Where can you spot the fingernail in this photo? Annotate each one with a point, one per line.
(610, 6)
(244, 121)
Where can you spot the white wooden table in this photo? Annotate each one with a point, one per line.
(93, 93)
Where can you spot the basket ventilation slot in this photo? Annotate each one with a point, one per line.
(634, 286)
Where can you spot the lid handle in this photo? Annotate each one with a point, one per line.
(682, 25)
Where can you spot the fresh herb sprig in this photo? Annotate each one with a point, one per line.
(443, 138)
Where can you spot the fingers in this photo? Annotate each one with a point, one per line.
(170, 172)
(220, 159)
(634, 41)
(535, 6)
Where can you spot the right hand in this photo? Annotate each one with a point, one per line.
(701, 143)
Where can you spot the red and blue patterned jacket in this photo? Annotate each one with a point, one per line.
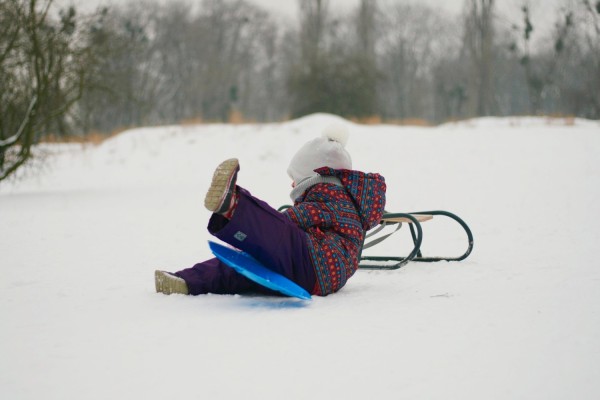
________________________________________
[WORK TO COMPLETE]:
Please turn all of the rows above into a numbered list, leaving out blank lines and any pictures.

[EXERCISE OUTPUT]:
1. Where can you spot the fingernail in this photo? Annotate each one with a point, one per line.
2. (610, 6)
3. (244, 121)
4. Where can you spot the white wooden table in this photo? Annotate each one with a point, one per line.
5. (93, 93)
6. Where can you spot the basket ventilation slot in this photo? Annotate each one with a point, one per line.
7. (634, 286)
8. Where can you spot the lid handle in this photo? Annotate each one with a point, one per line.
9. (682, 25)
10. Where can you spot the fresh herb sprig in this photo? Annotate each one with a point, one per line.
11. (443, 138)
12. Where can you spot the fingers in this photo? Annotate each one with a point, one per line.
13. (170, 172)
14. (220, 159)
15. (634, 41)
16. (535, 6)
17. Where can you spot the right hand in this photo? Annotate each one with a point, one per line.
18. (701, 143)
19. Where can you spot the red and blue patterned jacket in this photo? Annotate each one with a point, one per line.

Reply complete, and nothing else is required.